### Work to be completed
Reproduce word for word the lines in the entries below, from the line holding "Pick out each instance of the brass faucet" through the line holding "x=442 y=570", both included.
* BEGIN Information given *
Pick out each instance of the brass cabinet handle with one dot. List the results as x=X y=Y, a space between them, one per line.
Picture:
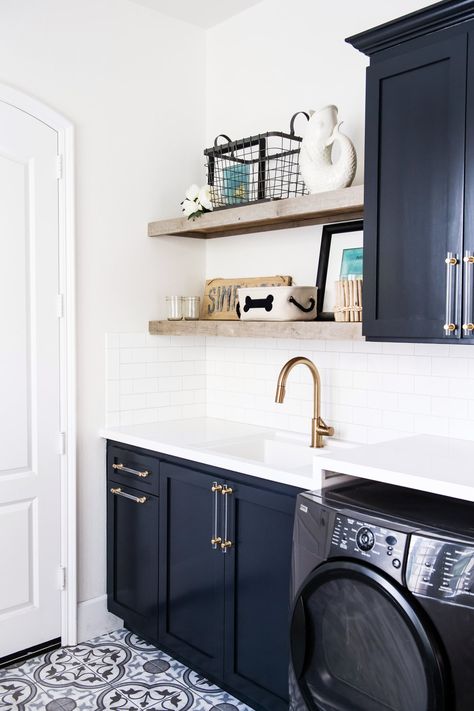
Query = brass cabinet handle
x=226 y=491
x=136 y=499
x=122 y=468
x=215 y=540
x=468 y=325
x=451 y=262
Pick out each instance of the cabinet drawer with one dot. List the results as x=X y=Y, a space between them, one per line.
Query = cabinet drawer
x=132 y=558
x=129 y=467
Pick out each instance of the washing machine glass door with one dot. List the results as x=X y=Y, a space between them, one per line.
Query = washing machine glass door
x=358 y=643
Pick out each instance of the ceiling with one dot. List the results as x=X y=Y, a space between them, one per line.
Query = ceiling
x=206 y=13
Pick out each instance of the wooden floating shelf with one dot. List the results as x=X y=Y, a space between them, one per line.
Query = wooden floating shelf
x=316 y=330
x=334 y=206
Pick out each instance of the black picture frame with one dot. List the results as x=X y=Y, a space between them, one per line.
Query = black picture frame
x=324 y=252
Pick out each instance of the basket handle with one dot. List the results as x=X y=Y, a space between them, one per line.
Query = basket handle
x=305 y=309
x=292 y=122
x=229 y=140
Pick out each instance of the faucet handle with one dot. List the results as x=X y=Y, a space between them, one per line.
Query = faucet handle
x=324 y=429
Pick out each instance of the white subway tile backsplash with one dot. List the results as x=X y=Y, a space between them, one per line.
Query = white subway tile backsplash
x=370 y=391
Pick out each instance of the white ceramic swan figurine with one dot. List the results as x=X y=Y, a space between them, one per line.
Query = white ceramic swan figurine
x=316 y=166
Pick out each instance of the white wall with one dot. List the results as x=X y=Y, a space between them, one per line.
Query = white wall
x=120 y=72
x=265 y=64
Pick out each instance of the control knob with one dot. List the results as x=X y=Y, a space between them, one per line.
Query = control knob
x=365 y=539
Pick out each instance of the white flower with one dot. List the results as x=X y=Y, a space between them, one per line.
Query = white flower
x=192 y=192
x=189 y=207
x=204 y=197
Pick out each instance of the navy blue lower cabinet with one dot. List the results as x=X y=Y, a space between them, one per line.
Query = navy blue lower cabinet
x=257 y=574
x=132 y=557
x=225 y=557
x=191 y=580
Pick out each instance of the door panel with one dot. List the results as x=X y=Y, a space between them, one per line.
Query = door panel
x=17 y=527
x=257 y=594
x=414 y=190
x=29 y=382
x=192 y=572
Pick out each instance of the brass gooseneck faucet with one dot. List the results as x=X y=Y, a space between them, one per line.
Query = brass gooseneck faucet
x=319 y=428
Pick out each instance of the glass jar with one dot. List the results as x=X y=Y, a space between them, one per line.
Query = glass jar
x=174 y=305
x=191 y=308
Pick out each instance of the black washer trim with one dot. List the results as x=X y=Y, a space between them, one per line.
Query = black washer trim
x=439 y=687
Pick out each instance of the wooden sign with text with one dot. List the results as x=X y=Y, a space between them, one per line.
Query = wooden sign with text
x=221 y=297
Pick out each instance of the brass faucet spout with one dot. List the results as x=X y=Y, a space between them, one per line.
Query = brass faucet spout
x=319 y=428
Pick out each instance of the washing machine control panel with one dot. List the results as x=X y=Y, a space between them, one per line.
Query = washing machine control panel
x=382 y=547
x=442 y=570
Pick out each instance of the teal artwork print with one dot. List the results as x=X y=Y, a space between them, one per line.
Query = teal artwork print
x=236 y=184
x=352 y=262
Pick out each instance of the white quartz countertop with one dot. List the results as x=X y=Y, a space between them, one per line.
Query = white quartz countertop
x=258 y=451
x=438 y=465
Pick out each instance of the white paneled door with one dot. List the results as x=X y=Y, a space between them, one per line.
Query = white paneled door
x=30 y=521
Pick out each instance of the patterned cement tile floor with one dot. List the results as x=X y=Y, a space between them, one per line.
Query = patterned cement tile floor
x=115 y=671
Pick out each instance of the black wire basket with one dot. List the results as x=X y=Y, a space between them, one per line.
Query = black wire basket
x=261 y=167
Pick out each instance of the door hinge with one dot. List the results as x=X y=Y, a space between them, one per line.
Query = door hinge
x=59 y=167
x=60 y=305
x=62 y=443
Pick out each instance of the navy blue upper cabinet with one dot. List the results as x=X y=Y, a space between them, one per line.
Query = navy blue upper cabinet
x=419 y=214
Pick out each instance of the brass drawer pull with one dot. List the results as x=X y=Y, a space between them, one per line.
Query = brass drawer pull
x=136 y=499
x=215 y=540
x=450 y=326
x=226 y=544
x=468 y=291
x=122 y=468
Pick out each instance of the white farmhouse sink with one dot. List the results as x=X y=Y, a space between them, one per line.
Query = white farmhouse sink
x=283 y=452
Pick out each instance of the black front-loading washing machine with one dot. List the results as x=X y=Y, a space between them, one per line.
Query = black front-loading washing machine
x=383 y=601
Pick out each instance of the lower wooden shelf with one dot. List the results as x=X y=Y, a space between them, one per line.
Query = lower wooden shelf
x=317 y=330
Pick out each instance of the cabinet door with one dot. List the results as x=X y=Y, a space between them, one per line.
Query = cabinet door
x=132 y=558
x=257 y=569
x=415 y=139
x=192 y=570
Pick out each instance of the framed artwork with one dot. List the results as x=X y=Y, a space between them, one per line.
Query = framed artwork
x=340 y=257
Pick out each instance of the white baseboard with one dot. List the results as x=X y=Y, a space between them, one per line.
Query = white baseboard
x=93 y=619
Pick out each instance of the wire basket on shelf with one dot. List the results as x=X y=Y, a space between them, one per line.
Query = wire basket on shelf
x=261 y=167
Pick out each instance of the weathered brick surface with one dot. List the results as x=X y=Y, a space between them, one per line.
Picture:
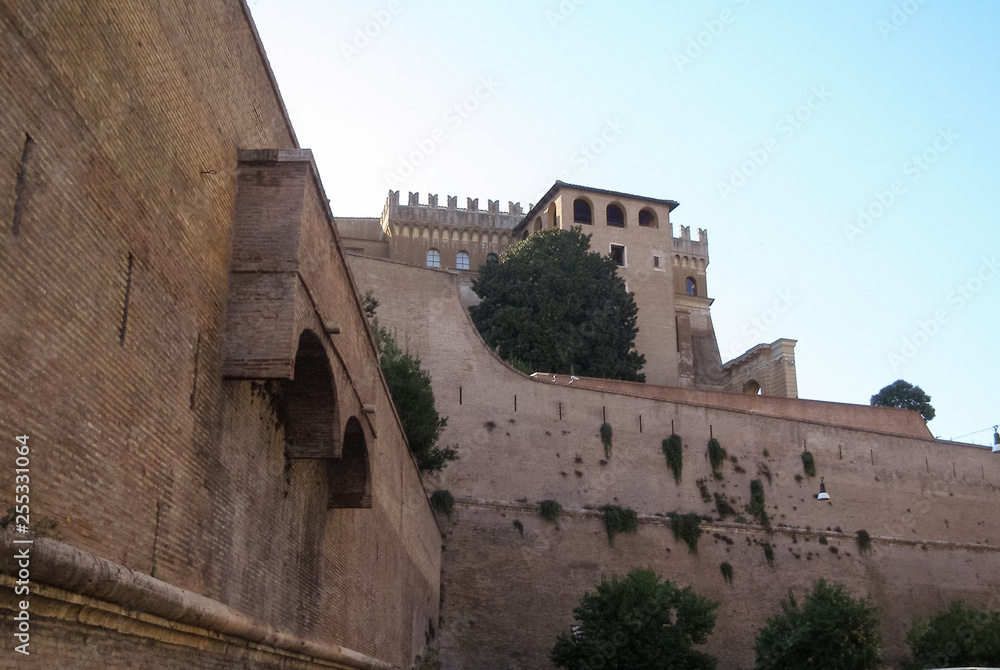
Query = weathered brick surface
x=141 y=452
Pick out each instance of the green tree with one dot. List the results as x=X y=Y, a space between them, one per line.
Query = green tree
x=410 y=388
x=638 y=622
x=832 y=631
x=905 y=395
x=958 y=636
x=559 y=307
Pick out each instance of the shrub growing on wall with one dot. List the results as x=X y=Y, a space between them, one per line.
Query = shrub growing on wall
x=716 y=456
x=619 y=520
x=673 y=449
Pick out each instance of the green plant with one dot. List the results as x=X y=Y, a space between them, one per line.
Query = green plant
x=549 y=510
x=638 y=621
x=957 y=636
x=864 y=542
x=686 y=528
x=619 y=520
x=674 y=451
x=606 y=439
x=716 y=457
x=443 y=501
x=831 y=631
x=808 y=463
* END Information given *
### Response for this exercise
Pick out each instance of the brass faucet spout with one dot. List the results as x=X y=Y, a space between them, one per line.
Query = brass faucet spout
x=319 y=428
Pick out each instance of the washing machine control panel with one dot. List the results as x=X y=Y, a space between them, one per line.
Query = washing machine control panel
x=382 y=547
x=442 y=570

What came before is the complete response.